## Set of tasks
1/ In the comment analyzer documentation, shorten the paragraph beginning "The main script for this project" into a single sentence that keeps its main facts.
2/ Carry the comment analyzer documentation forward, picking up right after its final line.

## Text
□ □ □

The main script for this project is comment_analyzer.py. It can analyze text from various file formats and provide sentiment and engagement analysis along with AI-powered insights.

Analyzing a File

To analyze a file, use the following command:

python comment_analyzer.py <path_to_file>

Supported file formats:

  • Text files (.txt, .md)
  • Microsoft Word documents (.docx)
  • PDF files (.pdf)
  • OpenDocument Text files (.odt)

Example:

python comment_analyzer.py sample_comment.txt

The script will output the analysis results to the console and save them in a Markdown file in the directory specified by OUTPUT_PATH in config.py.

Output

The analysis output includes:

  1. Sentiment Analysis:

    • Overall Sentiment Score
    • Interpretation (Very Negative, Negative, Neutral, Positive, Very Positive)
    • Stanford Sentiment Score
    • Sentence-level Sentiments
  2. Engagement Analysis:

    • Overall Engagement Score (0-100)

□ □ □

## Excerpts from a dataset
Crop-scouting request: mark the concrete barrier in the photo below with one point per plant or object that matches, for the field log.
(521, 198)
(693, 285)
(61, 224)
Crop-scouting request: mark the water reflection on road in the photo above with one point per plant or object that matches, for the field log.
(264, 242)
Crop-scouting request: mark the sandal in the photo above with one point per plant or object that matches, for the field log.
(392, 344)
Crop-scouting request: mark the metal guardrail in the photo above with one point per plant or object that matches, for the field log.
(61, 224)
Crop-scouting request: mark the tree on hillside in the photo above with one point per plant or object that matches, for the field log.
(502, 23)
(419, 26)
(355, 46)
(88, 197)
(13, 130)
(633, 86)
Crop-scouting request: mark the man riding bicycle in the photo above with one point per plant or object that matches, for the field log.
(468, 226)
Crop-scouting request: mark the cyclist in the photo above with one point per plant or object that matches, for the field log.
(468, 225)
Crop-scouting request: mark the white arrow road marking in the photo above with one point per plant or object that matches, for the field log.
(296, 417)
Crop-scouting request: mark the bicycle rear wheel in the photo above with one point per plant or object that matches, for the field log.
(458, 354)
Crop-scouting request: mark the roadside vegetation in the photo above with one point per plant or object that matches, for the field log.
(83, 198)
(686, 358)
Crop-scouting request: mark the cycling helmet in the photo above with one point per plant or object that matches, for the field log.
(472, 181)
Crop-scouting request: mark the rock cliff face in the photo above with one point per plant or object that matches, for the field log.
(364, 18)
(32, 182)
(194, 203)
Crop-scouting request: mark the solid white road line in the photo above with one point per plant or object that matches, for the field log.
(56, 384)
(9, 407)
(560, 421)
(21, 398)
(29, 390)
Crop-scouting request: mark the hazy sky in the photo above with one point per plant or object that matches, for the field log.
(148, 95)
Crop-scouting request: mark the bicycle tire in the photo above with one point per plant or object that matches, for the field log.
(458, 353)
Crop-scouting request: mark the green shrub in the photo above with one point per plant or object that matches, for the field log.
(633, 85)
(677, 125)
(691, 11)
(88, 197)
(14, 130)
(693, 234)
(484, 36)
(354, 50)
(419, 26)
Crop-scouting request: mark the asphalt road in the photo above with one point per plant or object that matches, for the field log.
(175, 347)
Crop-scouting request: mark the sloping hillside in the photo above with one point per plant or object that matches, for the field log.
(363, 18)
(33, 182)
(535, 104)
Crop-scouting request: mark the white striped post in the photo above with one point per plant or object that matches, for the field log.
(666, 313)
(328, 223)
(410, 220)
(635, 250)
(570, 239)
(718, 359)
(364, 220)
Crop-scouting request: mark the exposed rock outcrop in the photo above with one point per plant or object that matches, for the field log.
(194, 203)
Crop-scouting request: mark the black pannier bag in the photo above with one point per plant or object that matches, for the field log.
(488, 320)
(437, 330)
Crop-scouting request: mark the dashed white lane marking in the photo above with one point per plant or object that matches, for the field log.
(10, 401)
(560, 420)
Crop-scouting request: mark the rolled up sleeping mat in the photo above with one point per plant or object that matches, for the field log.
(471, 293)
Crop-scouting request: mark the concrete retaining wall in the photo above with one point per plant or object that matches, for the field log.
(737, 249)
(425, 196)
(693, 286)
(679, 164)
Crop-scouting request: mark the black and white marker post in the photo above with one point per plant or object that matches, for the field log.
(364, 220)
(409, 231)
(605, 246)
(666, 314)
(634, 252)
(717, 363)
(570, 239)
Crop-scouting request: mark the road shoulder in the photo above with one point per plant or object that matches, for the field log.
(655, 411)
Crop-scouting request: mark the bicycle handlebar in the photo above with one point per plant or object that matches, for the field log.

□ □ □

## Responses to the tasks
1/ comment_analyzer.py, the project's main script, analyzes text from various file formats and gives sentiment and engagement analysis with AI-powered insights.

2/
    • Interpretation (Very Low, Low, Moderate, High, Very High Engagement)
    • Raw Engagement Score
    • Text Length
    • Counts of Likes, Dislikes, Replies, Questions, and Exclamations
  3. AI Analysis:

    • Summary of overall sentiment and main topics
    • Detailed analysis including key discussion points and recommendations
    • Confidence score for the analysis

Benchmarking Sentiment Analysis

To run the sentiment analysis benchmark, which tests the accuracy of the sentiment analysis against the Stanford Sentiment Treebank dataset, use the following command:

python comment_analyzer.py --benchmark

This will:

  • Load the Stanford Sentiment Treebank dataset
  • Analyze 100 sentences from the dataset
  • Compare the predicted sentiments with the true sentiments
  • Output the accuracy of the sentiment analysis

Note on Stanford CoreNLP

The script automatically starts and stops the Stanford CoreNLP server as needed. Ensure that the STANFORD_CORENLP_PATH in config.py is correctly set to your Stanford CoreNLP installation directory.

Interpreting Results

  • Sentiment scores range from 0 (Very Negative) to 4 (Very Positive)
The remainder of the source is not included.